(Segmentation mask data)
--- START ---
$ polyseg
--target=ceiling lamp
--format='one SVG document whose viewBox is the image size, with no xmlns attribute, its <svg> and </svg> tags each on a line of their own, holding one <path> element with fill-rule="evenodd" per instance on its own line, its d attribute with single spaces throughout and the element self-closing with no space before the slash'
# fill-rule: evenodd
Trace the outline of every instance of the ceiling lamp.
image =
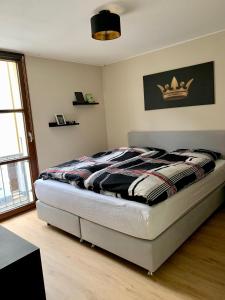
<svg viewBox="0 0 225 300">
<path fill-rule="evenodd" d="M 92 38 L 100 41 L 114 40 L 121 36 L 120 16 L 101 10 L 91 18 Z"/>
</svg>

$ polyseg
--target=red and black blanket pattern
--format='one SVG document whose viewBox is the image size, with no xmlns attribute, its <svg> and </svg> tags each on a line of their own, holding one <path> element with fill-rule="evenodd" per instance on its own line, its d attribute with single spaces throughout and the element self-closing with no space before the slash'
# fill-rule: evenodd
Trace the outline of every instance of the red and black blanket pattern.
<svg viewBox="0 0 225 300">
<path fill-rule="evenodd" d="M 182 150 L 160 158 L 143 154 L 92 174 L 85 180 L 85 187 L 151 206 L 202 179 L 214 168 L 214 159 L 201 152 Z"/>
<path fill-rule="evenodd" d="M 84 180 L 96 171 L 144 153 L 148 153 L 151 157 L 159 157 L 165 152 L 165 150 L 152 147 L 121 147 L 92 156 L 83 156 L 48 168 L 40 174 L 40 178 L 58 180 L 83 188 Z"/>
</svg>

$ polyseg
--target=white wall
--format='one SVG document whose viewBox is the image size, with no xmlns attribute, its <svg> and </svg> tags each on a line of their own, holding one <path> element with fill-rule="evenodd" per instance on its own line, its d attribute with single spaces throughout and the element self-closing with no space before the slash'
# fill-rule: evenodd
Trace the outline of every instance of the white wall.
--- END ---
### How to complete this task
Set all of the records down once more, letter for letter, with the images removed.

### Answer below
$ polyseg
--target=ceiling lamp
--format='one SVG document whose viewBox is the image size, with no xmlns attribute, its <svg> and </svg> tags each on a line of their own, holding one <path> element with fill-rule="evenodd" per instance on its own line, its d attribute with single spaces throughout and the element self-closing with no space before the slash'
# fill-rule: evenodd
Trace the outline of every instance of the ceiling lamp.
image =
<svg viewBox="0 0 225 300">
<path fill-rule="evenodd" d="M 92 38 L 100 41 L 114 40 L 121 36 L 120 16 L 101 10 L 91 18 Z"/>
</svg>

$ polyseg
--target=red and black blanket pattern
--format='one SVG document whose viewBox is the image size, with no xmlns attribute, its <svg> and </svg> tags each on a line of their own, holding one <path> element with fill-rule="evenodd" per instance on its own line, its d attribute with single spaces throughout and the element self-closing with no space before the slash'
# fill-rule: evenodd
Trace the outline of every instance of the red and black blanket pattern.
<svg viewBox="0 0 225 300">
<path fill-rule="evenodd" d="M 182 150 L 160 158 L 143 154 L 92 174 L 85 180 L 85 187 L 151 206 L 202 179 L 214 168 L 214 159 L 201 152 Z"/>
<path fill-rule="evenodd" d="M 84 180 L 96 171 L 144 153 L 148 153 L 151 157 L 159 157 L 165 152 L 165 150 L 152 147 L 121 147 L 92 156 L 83 156 L 48 168 L 40 174 L 40 178 L 58 180 L 83 188 Z"/>
</svg>

$ polyseg
--target=white wall
--format='one SVG document whose viewBox is the image size, with no xmlns attribute, its <svg> and </svg> tags each on a line of their own, holding one <path> element with fill-rule="evenodd" per instance on its own line, its d attribute with single spaces throughout and the element self-closing with no space before the slash'
# fill-rule: evenodd
Trace the outline of every instance of the white wall.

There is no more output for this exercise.